A Holiday From Irony
An essay by Linda Lebrun


There's been a new development in American politics in this presidential race: both the left and right wing are speaking out against an entertainment industry that has become breathtakingly exploitative and crass. In a recent series of Senate Committee hearings, legislators and experts got together to lambaste the entertainment industry for willfully marketing adult-oriented material to minors. Example: the FTC chairman reported that a major film studio constituted a focus group of 10- and 11-year-olds to devise a marketing strategy for an 'R' rated movie.

Most Canadians have never gotten too incensed about the dubious moral quality of US commerical media products, or to whom these products are marketed, but now that we're consuming so much of them, maybe it's time to think about it a bit more carefully.

Most young people will tell you they "just find it funny" to watch violent movies or read sexually-explicit features in Cosmo or Maxim, loudly advertised on the cover. They realize that the gyrating, half-naked females in the Green Day video are there as "a joke", and that the violence in American Psycho is "satirical". But how many expressions of women as sexual objects (or murder fodder) do I have to swallow down to be involved in my culture? Personally, I'm up for a holiday from irony. I'd like to take it all dead serious for a while, and find out just how left-out I feel.

The liberal impulse is to resent anything that reeks of censorship or hypocricy. For example, a year ago, then-republican-candidate Elizabeth Dole had a platform plank that libraries had to ensure that their computers didn't allow access to pornographic web sites, or risk having their federal funding yanked. This seems ridiculously off-the-mark--surely libraries need promises of more money, not threats of less. But at the same time, it's hard not to believe that little kids shouldn't play video games where they have to shoot people--and get more points for shooting them in the head. They shouldn't listen to rap music that features people gleefully murdering men and women indiscriminately (everyone picks on Eminem, but he's just one example among hundreds of artists). And, Dole's right--they shouldn't be allowed to look at pornography at their local public library. If you think I'm being anti-sex, check out some internet pornography, and pretend you're a twelve-year old boy. Scared yet?

**Recorded data**
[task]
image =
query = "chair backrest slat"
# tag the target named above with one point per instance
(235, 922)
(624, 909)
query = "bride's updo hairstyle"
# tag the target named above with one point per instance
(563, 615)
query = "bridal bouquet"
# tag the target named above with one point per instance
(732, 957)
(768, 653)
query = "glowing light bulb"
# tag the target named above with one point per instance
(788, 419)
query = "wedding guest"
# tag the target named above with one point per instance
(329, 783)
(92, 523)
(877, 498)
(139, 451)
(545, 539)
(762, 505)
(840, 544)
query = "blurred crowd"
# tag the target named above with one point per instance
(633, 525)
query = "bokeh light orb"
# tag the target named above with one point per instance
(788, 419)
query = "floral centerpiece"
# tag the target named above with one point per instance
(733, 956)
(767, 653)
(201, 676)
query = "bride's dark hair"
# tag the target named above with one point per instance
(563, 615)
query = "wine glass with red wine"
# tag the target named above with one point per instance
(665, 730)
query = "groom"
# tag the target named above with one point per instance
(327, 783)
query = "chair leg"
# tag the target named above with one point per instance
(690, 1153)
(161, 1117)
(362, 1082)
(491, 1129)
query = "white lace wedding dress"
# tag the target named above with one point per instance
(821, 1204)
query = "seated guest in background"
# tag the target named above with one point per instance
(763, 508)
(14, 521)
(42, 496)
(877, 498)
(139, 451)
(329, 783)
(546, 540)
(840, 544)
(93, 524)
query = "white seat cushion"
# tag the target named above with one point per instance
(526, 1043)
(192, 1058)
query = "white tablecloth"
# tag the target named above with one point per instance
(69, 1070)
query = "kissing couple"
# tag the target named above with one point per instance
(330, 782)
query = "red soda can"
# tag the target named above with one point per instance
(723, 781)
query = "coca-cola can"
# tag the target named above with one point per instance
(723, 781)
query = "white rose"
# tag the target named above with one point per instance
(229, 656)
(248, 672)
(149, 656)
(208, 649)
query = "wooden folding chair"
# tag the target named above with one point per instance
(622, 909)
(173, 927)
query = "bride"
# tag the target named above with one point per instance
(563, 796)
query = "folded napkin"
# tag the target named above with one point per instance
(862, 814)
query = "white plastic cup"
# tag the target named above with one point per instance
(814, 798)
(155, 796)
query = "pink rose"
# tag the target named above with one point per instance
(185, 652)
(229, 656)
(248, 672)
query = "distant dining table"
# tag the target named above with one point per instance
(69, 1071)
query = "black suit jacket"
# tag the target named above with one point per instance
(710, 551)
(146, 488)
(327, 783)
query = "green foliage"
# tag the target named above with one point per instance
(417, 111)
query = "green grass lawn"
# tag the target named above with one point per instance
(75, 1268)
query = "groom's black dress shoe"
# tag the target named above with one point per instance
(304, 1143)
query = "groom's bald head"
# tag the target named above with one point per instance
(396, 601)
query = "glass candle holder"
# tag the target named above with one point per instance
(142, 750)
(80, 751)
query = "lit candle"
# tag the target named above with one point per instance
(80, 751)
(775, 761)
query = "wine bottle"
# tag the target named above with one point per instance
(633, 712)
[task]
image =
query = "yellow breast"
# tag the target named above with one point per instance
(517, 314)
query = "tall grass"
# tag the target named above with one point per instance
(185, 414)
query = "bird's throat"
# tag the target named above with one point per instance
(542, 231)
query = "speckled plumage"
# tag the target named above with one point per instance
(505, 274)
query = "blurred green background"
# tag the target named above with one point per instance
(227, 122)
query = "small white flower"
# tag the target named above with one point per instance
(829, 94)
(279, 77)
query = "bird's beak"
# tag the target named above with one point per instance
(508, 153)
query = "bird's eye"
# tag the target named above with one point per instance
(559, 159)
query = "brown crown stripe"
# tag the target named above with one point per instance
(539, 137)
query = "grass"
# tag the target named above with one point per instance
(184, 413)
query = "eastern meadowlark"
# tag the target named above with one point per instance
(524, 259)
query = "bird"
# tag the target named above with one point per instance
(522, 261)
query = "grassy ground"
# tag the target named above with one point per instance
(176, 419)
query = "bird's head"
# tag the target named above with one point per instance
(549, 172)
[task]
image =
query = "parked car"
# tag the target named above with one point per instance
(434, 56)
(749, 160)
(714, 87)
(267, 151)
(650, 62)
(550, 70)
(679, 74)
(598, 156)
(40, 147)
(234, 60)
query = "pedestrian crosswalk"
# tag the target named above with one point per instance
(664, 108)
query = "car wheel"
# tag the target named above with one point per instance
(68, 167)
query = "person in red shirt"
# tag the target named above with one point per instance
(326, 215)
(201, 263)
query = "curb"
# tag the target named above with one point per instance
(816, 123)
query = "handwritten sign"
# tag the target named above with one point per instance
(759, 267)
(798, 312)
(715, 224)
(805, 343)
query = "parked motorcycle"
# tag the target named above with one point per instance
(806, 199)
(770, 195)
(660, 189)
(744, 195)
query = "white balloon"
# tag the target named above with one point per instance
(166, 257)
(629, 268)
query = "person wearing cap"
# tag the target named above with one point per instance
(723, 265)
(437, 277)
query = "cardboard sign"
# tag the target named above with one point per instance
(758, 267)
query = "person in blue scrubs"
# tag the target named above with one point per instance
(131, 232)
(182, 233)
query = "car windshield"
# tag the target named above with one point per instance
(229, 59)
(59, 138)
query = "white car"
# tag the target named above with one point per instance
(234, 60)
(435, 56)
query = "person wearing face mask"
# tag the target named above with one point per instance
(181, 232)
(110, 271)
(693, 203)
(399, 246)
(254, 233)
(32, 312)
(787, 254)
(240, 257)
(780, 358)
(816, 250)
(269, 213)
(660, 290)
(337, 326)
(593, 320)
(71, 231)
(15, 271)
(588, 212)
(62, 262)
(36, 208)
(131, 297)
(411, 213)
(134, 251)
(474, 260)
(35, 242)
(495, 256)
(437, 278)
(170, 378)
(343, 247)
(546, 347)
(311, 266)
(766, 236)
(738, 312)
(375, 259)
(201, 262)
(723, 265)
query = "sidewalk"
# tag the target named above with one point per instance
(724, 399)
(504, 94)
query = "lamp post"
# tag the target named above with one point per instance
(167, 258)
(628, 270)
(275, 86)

**Aim of the exercise**
Reproduce the essay "A Holiday From Irony" in full, word for word, from its title to its last line.

**Output of the exercise**
A Holiday From Irony
An essay by Linda Lebrun


There's been a new development in American politics in this presidential race: both the left and right wing are speaking out against an entertainment industry that has become breathtakingly exploitative and crass. In a recent series of Senate Committee hearings, legislators and experts got together to lambaste the entertainment industry for willfully marketing adult-oriented material to minors. Example: the FTC chairman reported that a major film studio constituted a focus group of 10- and 11-year-olds to devise a marketing strategy for an 'R' rated movie.

Most Canadians have never gotten too incensed about the dubious moral quality of US commerical media products, or to whom these products are marketed, but now that we're consuming so much of them, maybe it's time to think about it a bit more carefully.

Most young people will tell you they "just find it funny" to watch violent movies or read sexually-explicit features in Cosmo or Maxim, loudly advertised on the cover. They realize that the gyrating, half-naked females in the Green Day video are there as "a joke", and that the violence in American Psycho is "satirical". But how many expressions of women as sexual objects (or murder fodder) do I have to swallow down to be involved in my culture? Personally, I'm up for a holiday from irony. I'd like to take it all dead serious for a while, and find out just how left-out I feel.

The liberal impulse is to resent anything that reeks of censorship or hypocricy. For example, a year ago, then-republican-candidate Elizabeth Dole had a platform plank that libraries had to ensure that their computers didn't allow access to pornographic web sites, or risk having their federal funding yanked. This seems ridiculously off-the-mark--surely libraries need promises of more money, not threats of less. But at the same time, it's hard not to believe that little kids shouldn't play video games where they have to shoot people--and get more points for shooting them in the head. They shouldn't listen to rap music that features people gleefully murdering men and women indiscriminately (everyone picks on Eminem, but he's just one example among hundreds of artists). And, Dole's right--they shouldn't be allowed to look at pornography at their local public library. If you think I'm being anti-sex, check out some internet pornography, and pretend you're a twelve-year old boy. Scared yet?